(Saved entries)
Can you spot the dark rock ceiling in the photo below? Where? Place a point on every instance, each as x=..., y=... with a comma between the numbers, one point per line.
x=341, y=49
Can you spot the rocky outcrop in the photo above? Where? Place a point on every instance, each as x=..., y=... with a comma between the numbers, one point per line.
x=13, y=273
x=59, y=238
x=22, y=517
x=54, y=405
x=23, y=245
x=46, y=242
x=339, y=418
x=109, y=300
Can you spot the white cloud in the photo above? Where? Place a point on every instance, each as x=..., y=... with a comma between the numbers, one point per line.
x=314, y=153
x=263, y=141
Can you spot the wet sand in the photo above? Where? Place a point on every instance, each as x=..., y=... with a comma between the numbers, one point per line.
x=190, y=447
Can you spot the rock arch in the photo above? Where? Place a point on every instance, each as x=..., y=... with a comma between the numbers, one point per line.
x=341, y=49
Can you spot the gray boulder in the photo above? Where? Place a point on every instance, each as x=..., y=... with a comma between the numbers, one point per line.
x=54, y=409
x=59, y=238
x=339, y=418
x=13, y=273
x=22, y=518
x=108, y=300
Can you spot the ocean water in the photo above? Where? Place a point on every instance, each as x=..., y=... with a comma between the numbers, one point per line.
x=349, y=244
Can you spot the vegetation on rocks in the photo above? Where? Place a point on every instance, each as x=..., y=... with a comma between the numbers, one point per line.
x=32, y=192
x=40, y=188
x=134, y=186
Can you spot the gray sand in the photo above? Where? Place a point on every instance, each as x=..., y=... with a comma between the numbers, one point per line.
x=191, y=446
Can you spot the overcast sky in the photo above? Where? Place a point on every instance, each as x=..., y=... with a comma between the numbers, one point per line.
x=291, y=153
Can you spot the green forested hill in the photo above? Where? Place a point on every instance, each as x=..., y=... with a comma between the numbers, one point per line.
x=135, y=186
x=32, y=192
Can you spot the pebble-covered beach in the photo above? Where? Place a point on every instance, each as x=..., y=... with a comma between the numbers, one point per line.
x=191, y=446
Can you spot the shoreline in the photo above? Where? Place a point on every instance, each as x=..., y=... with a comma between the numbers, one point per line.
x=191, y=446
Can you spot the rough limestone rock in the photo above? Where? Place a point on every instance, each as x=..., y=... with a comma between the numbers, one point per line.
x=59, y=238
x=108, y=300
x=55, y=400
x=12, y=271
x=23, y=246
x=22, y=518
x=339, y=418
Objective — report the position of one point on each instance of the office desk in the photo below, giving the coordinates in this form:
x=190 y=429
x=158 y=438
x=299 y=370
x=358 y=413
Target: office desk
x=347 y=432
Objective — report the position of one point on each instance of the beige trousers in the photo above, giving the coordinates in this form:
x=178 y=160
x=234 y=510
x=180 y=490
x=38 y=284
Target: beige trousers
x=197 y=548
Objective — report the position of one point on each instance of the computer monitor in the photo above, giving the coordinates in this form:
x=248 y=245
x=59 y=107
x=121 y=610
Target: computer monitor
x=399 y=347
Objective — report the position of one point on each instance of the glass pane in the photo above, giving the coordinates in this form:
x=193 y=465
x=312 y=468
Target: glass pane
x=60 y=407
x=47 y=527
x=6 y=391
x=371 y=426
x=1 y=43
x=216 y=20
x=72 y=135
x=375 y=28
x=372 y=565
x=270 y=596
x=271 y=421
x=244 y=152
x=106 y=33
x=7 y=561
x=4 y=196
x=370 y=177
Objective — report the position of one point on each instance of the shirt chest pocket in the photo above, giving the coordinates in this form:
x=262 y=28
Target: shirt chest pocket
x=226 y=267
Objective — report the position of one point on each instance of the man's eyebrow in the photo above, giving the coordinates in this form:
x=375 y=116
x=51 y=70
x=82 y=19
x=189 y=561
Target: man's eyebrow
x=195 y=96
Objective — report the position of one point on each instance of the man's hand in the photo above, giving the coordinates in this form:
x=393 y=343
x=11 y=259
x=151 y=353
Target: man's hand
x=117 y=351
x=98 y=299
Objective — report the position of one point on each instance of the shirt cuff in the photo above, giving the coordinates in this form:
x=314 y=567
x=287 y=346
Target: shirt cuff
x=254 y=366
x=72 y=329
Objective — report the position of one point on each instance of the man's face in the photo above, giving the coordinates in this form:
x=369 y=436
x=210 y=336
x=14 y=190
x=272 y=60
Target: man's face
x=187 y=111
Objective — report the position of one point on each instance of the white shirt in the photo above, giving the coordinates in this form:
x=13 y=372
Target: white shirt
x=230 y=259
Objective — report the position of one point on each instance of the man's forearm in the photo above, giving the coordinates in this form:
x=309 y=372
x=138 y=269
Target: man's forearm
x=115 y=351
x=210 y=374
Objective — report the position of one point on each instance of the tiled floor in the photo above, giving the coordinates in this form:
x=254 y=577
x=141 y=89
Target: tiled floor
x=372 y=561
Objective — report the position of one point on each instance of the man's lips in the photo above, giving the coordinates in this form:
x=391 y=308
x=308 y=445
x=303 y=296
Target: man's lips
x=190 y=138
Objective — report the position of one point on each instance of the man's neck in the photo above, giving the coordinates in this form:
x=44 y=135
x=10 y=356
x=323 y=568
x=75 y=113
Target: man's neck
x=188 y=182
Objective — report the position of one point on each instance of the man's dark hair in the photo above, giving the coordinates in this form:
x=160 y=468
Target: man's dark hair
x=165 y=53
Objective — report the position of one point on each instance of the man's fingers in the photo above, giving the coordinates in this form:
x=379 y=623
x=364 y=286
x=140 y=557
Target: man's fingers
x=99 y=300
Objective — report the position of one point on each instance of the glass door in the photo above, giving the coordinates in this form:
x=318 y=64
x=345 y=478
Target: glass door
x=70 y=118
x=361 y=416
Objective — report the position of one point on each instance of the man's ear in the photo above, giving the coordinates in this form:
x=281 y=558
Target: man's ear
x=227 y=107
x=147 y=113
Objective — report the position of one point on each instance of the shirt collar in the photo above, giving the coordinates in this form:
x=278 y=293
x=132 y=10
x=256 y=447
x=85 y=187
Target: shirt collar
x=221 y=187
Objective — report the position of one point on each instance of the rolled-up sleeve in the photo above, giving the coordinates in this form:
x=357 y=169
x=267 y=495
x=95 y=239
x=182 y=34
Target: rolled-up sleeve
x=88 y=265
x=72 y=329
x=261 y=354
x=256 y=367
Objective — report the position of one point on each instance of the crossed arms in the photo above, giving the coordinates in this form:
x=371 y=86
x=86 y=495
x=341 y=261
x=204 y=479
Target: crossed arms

[GOAL]: Copy out every one of the entries above, word for word and line for line.

[REPLY TO THE EXERCISE]:
Can you spot the dark rock ceiling in the photo below? Where? Place a point on every instance, each as x=..., y=... with a comma between the numbers, one point per line.
x=341, y=49
Can you spot the rocky outcrop in the photo above? Where? Place a point on every instance, each as x=..., y=... with a comma between the numbers, one point per line.
x=13, y=273
x=59, y=238
x=22, y=517
x=54, y=405
x=23, y=245
x=46, y=242
x=339, y=418
x=109, y=300
Can you spot the white cloud in the photo above? Where? Place a point on every instance, each as x=..., y=... with a comma between the numbers, one point per line.
x=314, y=153
x=263, y=141
Can you spot the wet sand in the photo above? Where? Place a point on every instance, each as x=..., y=... with a comma between the numbers, one point per line.
x=190, y=447
Can you spot the rock arch in the photo above? Where? Place a point on every instance, each as x=..., y=... with a comma between the numbers, one point per line.
x=341, y=49
Can you spot the gray boulder in the photo above? Where? Place a point on every instance, each as x=..., y=... with a comma between the numbers, one point per line.
x=54, y=409
x=59, y=238
x=339, y=418
x=13, y=273
x=22, y=518
x=108, y=300
Can you spot the ocean water in the photo above? Where? Place a point on every instance, each as x=..., y=... with a comma between the numbers, one point per line.
x=349, y=244
Can you spot the vegetation on rocks in the photo above? Where? Place a point on every instance, each as x=..., y=... with a comma between the numbers, one point per line.
x=32, y=192
x=40, y=188
x=134, y=186
Can you spot the gray sand in the photo above? Where? Place a point on every instance, each as x=..., y=... with a comma between the numbers, one point per line.
x=191, y=446
Can you spot the overcast sky in the photo above? Where? Place a point on every instance, each as x=..., y=... with a comma between the numbers, one point per line.
x=291, y=153
Can you spot the green forested hill in the photo above? Where? Place a point on every instance, each as x=..., y=... with a comma between the numbers, one point per line.
x=135, y=186
x=32, y=192
Can you spot the pebble-covered beach in the photo above? Where? Place a point on every instance, each as x=..., y=... with a comma between the numbers, one point per line.
x=191, y=446
Can you spot the shoreline in the photo above? Where? Place a point on every instance, each as x=..., y=... with a comma between the numbers, one point per line.
x=191, y=446
Can you spot the rough limestone rock in the photo above? Where? Place a point on every instance, each as x=..., y=... with a comma between the numbers, one point per line.
x=59, y=238
x=108, y=300
x=55, y=400
x=12, y=271
x=23, y=246
x=22, y=518
x=339, y=418
Objective — report the position of one point on each instance of the office desk in the photo below, giving the coordinates in this form:
x=190 y=429
x=158 y=438
x=299 y=370
x=358 y=413
Target: office desk
x=347 y=432
Objective — report the position of one point on each instance of the beige trousers in the photo above, giving the coordinates in this form:
x=178 y=160
x=234 y=510
x=180 y=490
x=38 y=284
Target: beige trousers
x=197 y=548
Objective — report the position of one point on each instance of the computer monitor in the photo above, giving the coordinates in this form:
x=248 y=245
x=59 y=107
x=121 y=610
Target: computer monitor
x=399 y=347
Objective — report the position of one point on each instance of the glass pane in the photo above, giving the coordinates in this form:
x=193 y=465
x=312 y=468
Target: glass pane
x=60 y=407
x=47 y=527
x=6 y=391
x=371 y=426
x=1 y=43
x=216 y=20
x=72 y=135
x=375 y=28
x=372 y=565
x=270 y=596
x=271 y=421
x=244 y=152
x=106 y=33
x=7 y=561
x=4 y=196
x=370 y=177
Objective — report the position of one point on each instance of the shirt chest pocket in the photo above, giving the coordinates in this form:
x=262 y=28
Target: shirt chest pocket
x=226 y=267
Objective — report the position of one point on each instance of the man's eyebrow in the photo above, giving the coordinates in this form:
x=375 y=116
x=51 y=70
x=82 y=19
x=189 y=561
Target: man's eyebrow
x=195 y=96
Objective — report the position of one point on each instance of the man's hand in the photo above, giving the coordinates in this form:
x=393 y=343
x=11 y=259
x=151 y=353
Target: man's hand
x=117 y=351
x=98 y=299
Objective — report the position of one point on each instance of the shirt cuff in the photo above, giving the coordinates in this form:
x=314 y=567
x=287 y=346
Target: shirt cuff
x=254 y=366
x=72 y=329
Objective — report the position of one point on each instance of the man's face in the photo above, giving the coordinates in this form:
x=369 y=436
x=210 y=336
x=14 y=190
x=272 y=60
Target: man's face
x=187 y=111
Objective — report the position of one point on each instance of the white shirt in the photo above, giving the coordinates in this form:
x=13 y=372
Target: white shirt
x=230 y=259
Objective — report the position of one point on each instance of the man's forearm in the photo above, giving the coordinates in this form:
x=309 y=372
x=138 y=269
Target: man's forearm
x=115 y=351
x=210 y=374
Objective — report the position of one point on each instance of the tiled floor in the photo above, giving the coordinates in this form:
x=254 y=577
x=141 y=89
Target: tiled floor
x=372 y=561
Objective — report the position of one point on each instance of the man's lips in the photo above, giving the coordinates in this form:
x=391 y=308
x=308 y=445
x=303 y=296
Target: man's lips
x=190 y=138
Objective — report the position of one point on each instance of the man's neck in the photo above, giving the coordinates in this form:
x=44 y=135
x=10 y=356
x=323 y=568
x=75 y=113
Target: man's neck
x=188 y=182
Objective — report the position of one point on each instance of the man's dark hair in the photo above, giving the coordinates in this form:
x=160 y=468
Target: man's dark hair
x=165 y=53
Objective — report the position of one point on each instance of the man's fingers in the photo above, giving the coordinates in this form:
x=379 y=623
x=364 y=286
x=140 y=557
Target: man's fingers
x=99 y=300
Objective — report the position of one point on each instance of the glass door in the photo above, giving the coordinates in this form:
x=318 y=64
x=345 y=478
Target: glass door
x=70 y=118
x=361 y=416
Objective — report the position of one point on each instance of the man's ear in the photo above, giving the coordinates in this form:
x=281 y=558
Target: man's ear
x=227 y=107
x=147 y=113
Objective — report the position of one point on each instance of the shirt collar in the photo above, giving the coordinates in this form:
x=278 y=293
x=132 y=10
x=256 y=447
x=85 y=187
Target: shirt collar
x=221 y=187
Objective — report the position of one point on each instance of the rolled-up sleeve in the photo above, giving the coordinates in this form:
x=357 y=169
x=267 y=495
x=95 y=239
x=182 y=34
Target: rolled-up sleeve
x=88 y=265
x=72 y=329
x=261 y=354
x=256 y=367
Objective — report the position of one point on each instance of the crossed arms in the photo above, giving the coordinates in this form:
x=371 y=86
x=86 y=495
x=341 y=261
x=204 y=479
Target: crossed arms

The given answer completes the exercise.